═════ Texte fourni
Audience du 23 avril 1852. Messieurs Berlet, vice président, Granier, substitut.
CHASSE – TEMPS PROHIBÉ – BÊTES FAUVES – GRUES –PROPRIÉTAIRE .
Les grues, lorsqu’elles s’abattent par bande sur des champs ensemencés, et les dévastent, doivent être assimilées aux bêtes fauves, qu’au terme de l’article 9.3 de la loi du 3 mai 1844, les propriétaires ont le droit de repousser et de détruire en tout temps, même avec des armes à feu, quand elles causent du dommage à leurs héritages.
En conséquence, le propriétaire qui, en temps prohibé, tire un coup de fusil sur une bande de grue, qui dévaste son champ ensemencé, ne commet pas un délit de chasse, alors surtout qu’il laisse sur place une grue qu’il a tué. Il apporterait peu d’ailleurs que cet animal eût été trouvé ultérieurement en sa possession.
Ministère public contre Compas.— JUGEMENT .
══════════
═════ Données fournies
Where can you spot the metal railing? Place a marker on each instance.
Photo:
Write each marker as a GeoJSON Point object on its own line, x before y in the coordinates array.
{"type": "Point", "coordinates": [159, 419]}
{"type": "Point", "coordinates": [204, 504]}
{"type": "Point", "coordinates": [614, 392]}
══════════
Liste des tâches:
1) Reproduisez fidèlement le passage de l'extrait sur la chasse aux grues qui s'ouvre sur les mots contenant "En conséquence, le" et se clôt sur "en sa possession.".
2) Transformez toutes les lignes des données de pointage en un tableau Markdown à deux colonnes, Num pour le numéro de ligne et Contenu pour la ligne elle-même, en omettant les lignes vides.

Réponses par tâche:
1)
En conséquence, le propriétaire qui, en temps prohibé, tire un coup de fusil sur une bande de grue, qui dévaste son champ ensemencé, ne commet pas un délit de chasse, alors surtout qu’il laisse sur place une grue qu’il a tué. Il apporterait peu d’ailleurs que cet animal eût été trouvé ultérieurement en sa possession.

2)
| Num | Contenu |
|---|---|
| 1 | Where can you spot the metal railing? Place a marker on each instance. |
| 2 | Photo: |
| 3 | Write each marker as a GeoJSON Point object on its own line, x before y in the coordinates array. |
| 4 | {"type": "Point", "coordinates": [159, 419]} |
| 5 | {"type": "Point", "coordinates": [204, 504]} |
| 6 | {"type": "Point", "coordinates": [614, 392]} |